Supplied entries:
================================

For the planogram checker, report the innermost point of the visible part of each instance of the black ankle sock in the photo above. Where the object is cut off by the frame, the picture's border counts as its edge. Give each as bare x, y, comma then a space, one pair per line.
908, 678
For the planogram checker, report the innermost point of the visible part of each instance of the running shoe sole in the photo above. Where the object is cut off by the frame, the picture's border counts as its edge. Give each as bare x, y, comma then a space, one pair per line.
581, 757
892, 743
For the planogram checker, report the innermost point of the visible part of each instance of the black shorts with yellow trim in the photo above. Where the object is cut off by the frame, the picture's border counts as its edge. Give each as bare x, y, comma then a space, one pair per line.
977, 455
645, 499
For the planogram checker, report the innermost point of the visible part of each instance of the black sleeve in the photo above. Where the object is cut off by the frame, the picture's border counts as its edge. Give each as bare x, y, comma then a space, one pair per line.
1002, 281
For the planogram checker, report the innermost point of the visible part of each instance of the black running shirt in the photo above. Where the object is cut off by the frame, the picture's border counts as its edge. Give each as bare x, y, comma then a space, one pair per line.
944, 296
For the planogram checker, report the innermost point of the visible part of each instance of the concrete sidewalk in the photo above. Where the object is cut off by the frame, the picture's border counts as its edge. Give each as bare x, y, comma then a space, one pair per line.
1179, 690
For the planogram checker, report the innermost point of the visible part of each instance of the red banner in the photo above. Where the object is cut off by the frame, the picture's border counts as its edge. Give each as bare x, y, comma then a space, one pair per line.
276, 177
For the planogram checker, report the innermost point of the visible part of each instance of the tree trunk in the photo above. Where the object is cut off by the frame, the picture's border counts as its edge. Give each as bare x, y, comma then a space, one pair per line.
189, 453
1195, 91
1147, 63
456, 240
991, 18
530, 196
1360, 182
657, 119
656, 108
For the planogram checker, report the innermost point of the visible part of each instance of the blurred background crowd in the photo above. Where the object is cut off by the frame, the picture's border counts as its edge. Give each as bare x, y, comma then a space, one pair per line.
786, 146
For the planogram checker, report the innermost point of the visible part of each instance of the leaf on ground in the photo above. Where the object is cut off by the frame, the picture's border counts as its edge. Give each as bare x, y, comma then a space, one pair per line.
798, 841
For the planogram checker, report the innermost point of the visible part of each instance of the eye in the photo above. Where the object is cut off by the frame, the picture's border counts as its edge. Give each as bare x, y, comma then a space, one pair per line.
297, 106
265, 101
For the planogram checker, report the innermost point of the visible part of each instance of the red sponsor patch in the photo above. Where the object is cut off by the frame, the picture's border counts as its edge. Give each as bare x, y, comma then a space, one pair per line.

================================

Your goal: Set out all the rows above as a numbered list, omitting any blank lines.

Exercise output:
1. For the planogram checker, report the innermost point of the visible part of each instance of the black ankle sock in the photo above. Where the object is cut off by the frame, the picture's border counts as its edge. Give each as bare x, y, comma then a space, one pair per line.
2. 908, 678
3. For the planogram checker, report the innermost point of the visible part of each instance of the running shoe sole in the photo above. Where the object is cut off by the frame, the picture's border counts as its edge. Give each as bare x, y, comma then a space, one pair per line.
4. 581, 757
5. 892, 743
6. For the planogram checker, report the innermost point of the visible part of each instance of the black shorts with yellow trim in the photo above. Where the object is cut off by the frame, the picture's border counts as its edge. Give each as bare x, y, comma then a space, one pair per line.
7. 977, 455
8. 645, 499
9. For the planogram checker, report the innermost point of the visible part of each instance of the black sleeve in the photo above. Where the object is cut off by the frame, the picture's border counts as its edge. Give each as bare x, y, comma then a space, one pair per line.
10. 1002, 281
11. For the planogram checker, report the innermost point of the visible part of each instance of the black running shirt in the photo above. Where the object is cut off by the frame, the picture's border counts as its edge. Give each as bare x, y, comma then a space, one pair per line.
12. 944, 296
13. For the planogram checker, report the innermost point of the visible part of each instance of the concrete sidewalk in the photo above. Where the object is cut off by the frame, the picture's border counts as its edge. Give each as bare x, y, comma then a space, one pair per line.
14. 1179, 690
15. For the planogram checker, report the innermost point of the visible part of each instance of the red banner in the photo above. Where the object is cut off by the frame, the picture's border counts as its edge. Give each as bare x, y, comma then a space, one pair per line.
16. 276, 177
17. For the planogram checker, report the innermost point of the visible part of each instance of the tree trunk in the photo above. Where the object is cut off by the frame, the picture's border counts as its edge. Give each as bare x, y, comma then a space, one pair per line.
18. 189, 453
19. 1195, 91
20. 1147, 63
21. 456, 240
22. 991, 18
23. 530, 196
24. 1360, 182
25. 657, 119
26. 656, 108
27. For the planogram checker, report the innermost point of the visible part of each instance of the blurred background crowd in the photo above. Where the object is cut off by the frame, the picture's border counts as its edge. Give each as bare x, y, comma then a space, one pair per line.
28. 786, 146
29. For the planogram checker, report the innermost point of the visible part of each instance of the leaf on ground in the photo above. Where the object is cut off by the frame, the picture's border counts as its edge. Give each as bare x, y, comma then a space, one pair per line.
30. 798, 841
31. For the planogram checker, report the innermost point of the visible part of each instance of the eye in the photo above. Where the object is cut off by the frame, the picture's border counts as its edge. Give each as bare x, y, comma then a space, one pair per line.
32. 297, 106
33. 265, 101
34. For the planogram checker, report the innermost point of the visible part of each instance of the red sponsor patch in the photo above. Where the object is cut off by the frame, the picture's border counts as its edge. Give each as bare x, y, comma then a space, one pair per line.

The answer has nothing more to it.